Work to do> Can you reproduce the passage on Heidegger's critique of humanism in full, word for word?

The human is something that will be overcome. Man is like a rope, stretched between the animal and a superior form of human—a rope over an abyss. What is great in the human is that it is a bridge and not an end.
—Friedrich Nietzsche, Thus Spoke Zarathustra1
In his “Letter on Humanism,” a letter written in December 1946 to the French philosopher Jean Beaufret in response to his questions, Heidegger formulated a searing critique of Western humanism. Although the critique is justified, it ignores how this humanism encouraged the flourishing of the arts and the sciences and laid the groundwork for the social and political progress represented by the Enlightenment. Heidegger ventures his critique in the name of, and for the sake of, another humanism. Although this other humanism can for the most part be gleaned only by carefully considering the substance of the critique and its far-reaching implications, I submit that, in at least one crucial respect, it takes over and reaffirms the humanism it inherited, making us take responsibility for the world we have created.
Formulated in a preliminary way for the purposes of this introductory chapter, I think it is fair to say that, for Heidegger, we of the Western world are enthralled and captivated by our enormous powers, above all, our technological powers. The humanism that Heidegger fears, criticizes, and warns against is an ideology that justifies and encourages us, we human beings, especially those belonging to the Western world, to make ourselves—and our happiness, a happiness he regards as tragically corrupted—the absolute measure of all things. It is a humanism that, as Heidegger represents it, glorifies human power—a Nietzschean will to power—that today is primarily technological and technocratic. With this unprecedented power, we rule over earth and sky. But we are not willing to acknowledge the responsibilities that this rule makes imperative.

Supplied entries>
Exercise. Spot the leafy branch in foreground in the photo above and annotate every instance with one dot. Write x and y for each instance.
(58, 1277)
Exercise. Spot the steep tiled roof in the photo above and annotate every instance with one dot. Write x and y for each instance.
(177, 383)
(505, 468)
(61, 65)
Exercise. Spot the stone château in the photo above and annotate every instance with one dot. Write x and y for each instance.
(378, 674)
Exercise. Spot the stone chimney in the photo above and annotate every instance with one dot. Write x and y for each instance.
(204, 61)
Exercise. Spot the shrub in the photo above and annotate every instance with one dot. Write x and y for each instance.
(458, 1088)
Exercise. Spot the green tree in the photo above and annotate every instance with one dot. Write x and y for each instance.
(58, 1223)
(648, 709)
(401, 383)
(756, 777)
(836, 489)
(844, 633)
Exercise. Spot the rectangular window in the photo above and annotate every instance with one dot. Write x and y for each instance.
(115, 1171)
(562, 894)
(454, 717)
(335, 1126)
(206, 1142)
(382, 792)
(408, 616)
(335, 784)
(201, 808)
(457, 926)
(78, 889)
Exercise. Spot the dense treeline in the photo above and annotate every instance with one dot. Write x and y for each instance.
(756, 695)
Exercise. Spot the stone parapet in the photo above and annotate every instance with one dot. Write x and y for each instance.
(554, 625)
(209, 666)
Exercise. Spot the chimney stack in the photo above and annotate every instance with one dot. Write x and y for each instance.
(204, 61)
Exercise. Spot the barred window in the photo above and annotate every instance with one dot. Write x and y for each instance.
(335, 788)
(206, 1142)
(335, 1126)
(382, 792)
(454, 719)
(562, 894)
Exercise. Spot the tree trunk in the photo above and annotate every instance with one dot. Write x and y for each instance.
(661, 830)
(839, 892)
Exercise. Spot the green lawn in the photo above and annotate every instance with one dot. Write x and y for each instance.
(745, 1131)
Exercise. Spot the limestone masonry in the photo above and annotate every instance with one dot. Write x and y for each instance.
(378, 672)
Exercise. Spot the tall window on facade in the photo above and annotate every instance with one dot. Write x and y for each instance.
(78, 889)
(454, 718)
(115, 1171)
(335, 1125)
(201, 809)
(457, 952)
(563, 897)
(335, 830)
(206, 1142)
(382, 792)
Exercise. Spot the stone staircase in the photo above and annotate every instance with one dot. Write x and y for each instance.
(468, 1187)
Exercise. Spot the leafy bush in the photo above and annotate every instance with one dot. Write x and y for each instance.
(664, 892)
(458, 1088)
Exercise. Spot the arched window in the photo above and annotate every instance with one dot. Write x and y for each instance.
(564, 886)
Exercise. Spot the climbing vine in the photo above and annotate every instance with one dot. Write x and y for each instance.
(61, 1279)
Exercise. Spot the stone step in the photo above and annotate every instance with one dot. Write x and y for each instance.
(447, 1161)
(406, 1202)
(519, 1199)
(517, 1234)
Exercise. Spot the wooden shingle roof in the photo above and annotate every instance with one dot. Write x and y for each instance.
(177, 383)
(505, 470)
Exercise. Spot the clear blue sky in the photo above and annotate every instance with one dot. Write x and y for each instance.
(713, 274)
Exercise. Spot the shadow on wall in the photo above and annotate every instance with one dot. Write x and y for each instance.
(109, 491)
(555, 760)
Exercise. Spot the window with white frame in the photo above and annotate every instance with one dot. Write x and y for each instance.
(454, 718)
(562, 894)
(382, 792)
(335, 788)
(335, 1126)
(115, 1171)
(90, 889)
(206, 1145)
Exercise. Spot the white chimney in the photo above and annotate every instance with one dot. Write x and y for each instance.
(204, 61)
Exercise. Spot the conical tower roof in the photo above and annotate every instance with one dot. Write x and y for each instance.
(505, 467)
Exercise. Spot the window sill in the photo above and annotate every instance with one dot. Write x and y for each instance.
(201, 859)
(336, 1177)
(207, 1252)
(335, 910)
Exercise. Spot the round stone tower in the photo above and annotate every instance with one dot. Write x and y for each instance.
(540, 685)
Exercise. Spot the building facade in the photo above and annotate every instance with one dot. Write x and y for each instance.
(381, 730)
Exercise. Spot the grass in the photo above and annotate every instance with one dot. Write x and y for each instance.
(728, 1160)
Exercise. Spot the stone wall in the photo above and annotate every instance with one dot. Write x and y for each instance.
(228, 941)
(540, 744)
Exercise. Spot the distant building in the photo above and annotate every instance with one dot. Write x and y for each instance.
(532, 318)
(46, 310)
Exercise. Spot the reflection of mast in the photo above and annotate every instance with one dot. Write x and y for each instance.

Result of this task>
The human is something that will be overcome. Man is like a rope, stretched between the animal and a superior form of human—a rope over an abyss. What is great in the human is that it is a bridge and not an end.
—Friedrich Nietzsche, Thus Spoke Zarathustra1
In his “Letter on Humanism,” a letter written in December 1946 to the French philosopher Jean Beaufret in response to his questions, Heidegger formulated a searing critique of Western humanism. Although the critique is justified, it ignores how this humanism encouraged the flourishing of the arts and the sciences and laid the groundwork for the social and political progress represented by the Enlightenment. Heidegger ventures his critique in the name of, and for the sake of, another humanism. Although this other humanism can for the most part be gleaned only by carefully considering the substance of the critique and its far-reaching implications, I submit that, in at least one crucial respect, it takes over and reaffirms the humanism it inherited, making us take responsibility for the world we have created.
Formulated in a preliminary way for the purposes of this introductory chapter, I think it is fair to say that, for Heidegger, we of the Western world are enthralled and captivated by our enormous powers, above all, our technological powers. The humanism that Heidegger fears, criticizes, and warns against is an ideology that justifies and encourages us, we human beings, especially those belonging to the Western world, to make ourselves—and our happiness, a happiness he regards as tragically corrupted—the absolute measure of all things. It is a humanism that, as Heidegger represents it, glorifies human power—a Nietzschean will to power—that today is primarily technological and technocratic. With this unprecedented power, we rule over earth and sky. But we are not willing to acknowledge the responsibilities that this rule makes imperative.